A rational number is any number that can be expressed as the quotient or fraction \(\frac{p}{q}\) of two integers, with the denominator q not equal to zero.

In short, rational number represents a ratio of two integers.

**Example:**

3.5 is a rational number because 3.5 = \(\frac{7}{2}\) (it can be written as a fraction)

\(\frac{7}{0}\) is not a rational number as the denominator can’t be 0.

Since q may be equal to 1, every integer is a rational number.

Every Natural Number n can be written as \(\frac{n}{1}\), which is a rational number, but a rational number such as \(\frac{1}{n}\) need not be a natural number.

**Notation:**

The set of all rational numbers is usually denoted by **Q**.

**Relationship between different types of numbers:**

Natural numbers includes set of elements like **N = {1, 2, 3, 4,….}** and Whole numbers are **W = {0, 1, 2, 3, 4,….}**.

Combining —1, —2, —3, —4, —5, … etc with whole numbers we get a set of numbers called integers **Z = {…, -2, -1, 0, 1, 2,….}**

Fractional numbers include numbers in the form of **\(\frac{p}{q}\)** where q is not equal to 0.

All these numbers can be related as follows:

Rational numbers includes natural numbers, whole numbers, integers and fractions. They are denoted by Q.

EXERCISE REQUIREMENTS →
1. Using the text on rational numbers, explain in one to three sentences why every integer counts as a rational number.
2. Answer these questions from the text on rational numbers.
(a) Which letter usually denotes the set of all rational numbers?
(b) What fraction is 3.5 written as in the example?
(c) How is the set of whole numbers written?

PROVIDED INFORMATION →
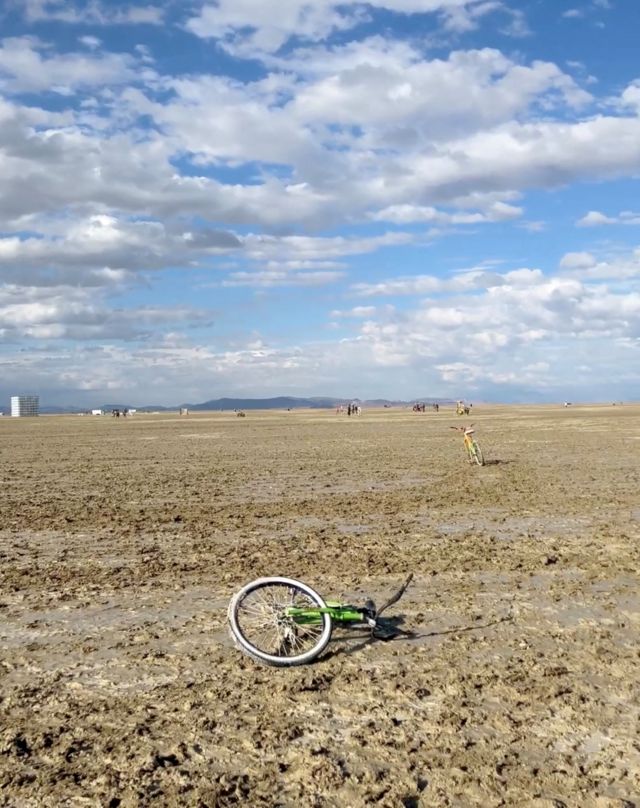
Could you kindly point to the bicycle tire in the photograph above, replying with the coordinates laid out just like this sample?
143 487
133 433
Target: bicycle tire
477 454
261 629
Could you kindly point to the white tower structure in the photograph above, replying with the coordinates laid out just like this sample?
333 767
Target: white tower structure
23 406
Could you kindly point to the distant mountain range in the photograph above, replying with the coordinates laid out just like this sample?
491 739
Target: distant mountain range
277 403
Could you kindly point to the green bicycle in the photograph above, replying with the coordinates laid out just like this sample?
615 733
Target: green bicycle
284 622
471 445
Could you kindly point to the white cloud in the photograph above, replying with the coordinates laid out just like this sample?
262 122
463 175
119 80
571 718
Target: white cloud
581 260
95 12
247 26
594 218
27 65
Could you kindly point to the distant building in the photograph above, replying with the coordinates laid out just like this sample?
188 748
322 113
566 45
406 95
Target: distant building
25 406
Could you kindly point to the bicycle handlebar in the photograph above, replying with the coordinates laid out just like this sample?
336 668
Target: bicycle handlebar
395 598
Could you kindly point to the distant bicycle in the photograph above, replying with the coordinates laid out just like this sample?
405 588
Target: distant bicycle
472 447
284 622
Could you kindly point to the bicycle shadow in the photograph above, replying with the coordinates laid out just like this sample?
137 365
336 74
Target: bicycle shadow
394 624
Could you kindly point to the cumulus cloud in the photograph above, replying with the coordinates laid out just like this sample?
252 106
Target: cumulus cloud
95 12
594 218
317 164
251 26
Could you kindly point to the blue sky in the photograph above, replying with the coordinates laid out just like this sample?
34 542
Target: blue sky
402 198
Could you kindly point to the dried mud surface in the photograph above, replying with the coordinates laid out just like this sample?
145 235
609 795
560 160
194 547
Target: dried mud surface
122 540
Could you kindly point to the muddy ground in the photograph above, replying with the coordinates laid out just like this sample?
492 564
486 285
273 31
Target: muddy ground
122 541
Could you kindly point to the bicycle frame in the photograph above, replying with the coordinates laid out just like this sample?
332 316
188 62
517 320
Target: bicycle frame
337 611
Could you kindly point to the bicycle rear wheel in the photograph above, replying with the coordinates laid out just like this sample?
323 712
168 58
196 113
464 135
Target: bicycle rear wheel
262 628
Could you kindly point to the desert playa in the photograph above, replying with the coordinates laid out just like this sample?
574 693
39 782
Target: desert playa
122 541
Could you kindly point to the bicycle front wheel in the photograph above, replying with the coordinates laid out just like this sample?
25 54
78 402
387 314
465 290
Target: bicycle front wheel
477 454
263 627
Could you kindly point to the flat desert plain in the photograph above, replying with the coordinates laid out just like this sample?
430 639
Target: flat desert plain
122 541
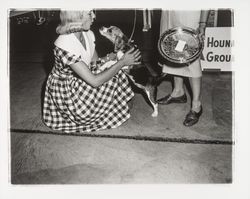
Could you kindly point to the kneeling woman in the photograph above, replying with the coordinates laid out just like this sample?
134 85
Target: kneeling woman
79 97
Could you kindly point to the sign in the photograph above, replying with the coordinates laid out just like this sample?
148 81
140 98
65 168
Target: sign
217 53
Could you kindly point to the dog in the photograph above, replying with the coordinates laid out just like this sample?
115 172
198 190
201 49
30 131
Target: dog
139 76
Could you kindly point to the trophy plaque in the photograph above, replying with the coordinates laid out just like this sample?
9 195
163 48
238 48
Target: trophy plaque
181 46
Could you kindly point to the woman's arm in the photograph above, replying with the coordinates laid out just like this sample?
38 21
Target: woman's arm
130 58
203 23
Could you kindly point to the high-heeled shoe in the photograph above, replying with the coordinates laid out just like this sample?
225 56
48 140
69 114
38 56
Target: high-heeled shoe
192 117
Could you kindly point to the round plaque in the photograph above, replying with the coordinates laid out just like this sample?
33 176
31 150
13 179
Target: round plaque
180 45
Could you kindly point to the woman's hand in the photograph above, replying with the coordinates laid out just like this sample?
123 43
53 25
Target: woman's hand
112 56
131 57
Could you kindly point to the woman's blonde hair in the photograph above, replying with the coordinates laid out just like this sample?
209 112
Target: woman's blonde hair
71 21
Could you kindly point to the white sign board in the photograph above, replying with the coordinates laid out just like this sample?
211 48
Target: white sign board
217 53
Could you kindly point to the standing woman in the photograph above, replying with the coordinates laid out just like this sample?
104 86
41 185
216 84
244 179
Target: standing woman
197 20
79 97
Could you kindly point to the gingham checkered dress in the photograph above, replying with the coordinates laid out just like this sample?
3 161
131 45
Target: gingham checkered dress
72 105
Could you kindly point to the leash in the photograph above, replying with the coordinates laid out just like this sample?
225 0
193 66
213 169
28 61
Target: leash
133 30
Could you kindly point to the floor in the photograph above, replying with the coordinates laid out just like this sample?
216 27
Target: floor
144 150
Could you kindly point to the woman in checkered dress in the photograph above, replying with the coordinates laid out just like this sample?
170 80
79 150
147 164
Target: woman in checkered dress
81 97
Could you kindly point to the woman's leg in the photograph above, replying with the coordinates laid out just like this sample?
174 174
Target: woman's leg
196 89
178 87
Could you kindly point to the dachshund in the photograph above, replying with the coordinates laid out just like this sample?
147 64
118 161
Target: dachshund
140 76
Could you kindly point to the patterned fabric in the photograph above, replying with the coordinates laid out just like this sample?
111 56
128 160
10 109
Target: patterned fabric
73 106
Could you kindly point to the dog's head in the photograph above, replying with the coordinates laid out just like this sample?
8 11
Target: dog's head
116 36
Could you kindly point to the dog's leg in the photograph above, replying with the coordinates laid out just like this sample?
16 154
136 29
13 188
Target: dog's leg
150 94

REPLIES →
1. A rational number is a quotient p/q of two integers with q not equal to zero. Since the denominator q may be equal to 1, any integer can be written in that form, so every integer is a rational number.

2.
(a) Q
(b) 7/2
(c) W = {0, 1, 2, 3, 4, ….}